Selected extract:
========================

Railway station in North Korea

Tumangang station is a railway station in Tumangang-rodongjagu, Sŏnbong, Rasŏn Special City, North Korea, on the Hongŭi Line of the Korean State Railway.

In 2008, construction was started from Khasan, Russia to Rajin port, including modernisation of communications equipment and the conversion of the standard-gauge track to dual-gauge (standard and Russian gauges), to allow movement of trains from Russia to Rajin without stopping for bogie changes. Construction was completed in October 2012, and an opening ceremony was held on 22 September 2013.

There are service facilities for locomotives and rolling stock at Tumangang station.

==Services==

===Freight===
Tumangang station is the primary transit point for trade with Russia. The main imports from Russia are timber and crude oil; the main exports are magnesite, steel, fertiliser, non-ferrous metals and non-ferrous metal concentrates, but since the collapse of the Soviet Union freight traffic has dropped significantly.

========================

Activities:
• A. According to the Tumangang station text, what are the main imports from Russia?
• B. Can you shorten the paragraph of the Tumangang station text that begins "In 2008, construction was started" while keeping its main facts?
• C. Resume the Tumangang station text from its last sentence.
You won't need any of the data here.

Dataset section:
========================

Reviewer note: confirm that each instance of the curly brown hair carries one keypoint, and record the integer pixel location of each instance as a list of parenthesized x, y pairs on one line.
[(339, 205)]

========================

Solved problems:
• A. Timber and crude oil.

• B. In 2008, work began on the line from Khasan, Russia, to Rajin port. It upgraded communications equipment and converted the standard-gauge track to dual gauge so trains from Russia could reach Rajin without bogie changes. The work was finished in October 2012, and the line opened on 22 September 2013.

• C.
===Passenger===
The international express train 7/8 that operates between P'yŏngyang and Moscow runs on this line between Hongŭi and Tumangang before crossing the border into Russia, however this service is not able to be used by non-DPRK citizens due to chronic delays. There is also a long-distance service between Tumangang and Tanch'ŏn Ch'ŏngnyŏn station on the P'yŏngra Line.

The Russian Railways operate trains 651/652 between Moscow, Ussuriysk and Tumangang. Trains 651/652 are now the longest passenger train journey in the world that can be undertaken by foreign citizens – 9,453 km. Between Moscow and Ussuriysk, the carriages that form trains 651/652 are coupled to the Trans-Siberian Rossiya.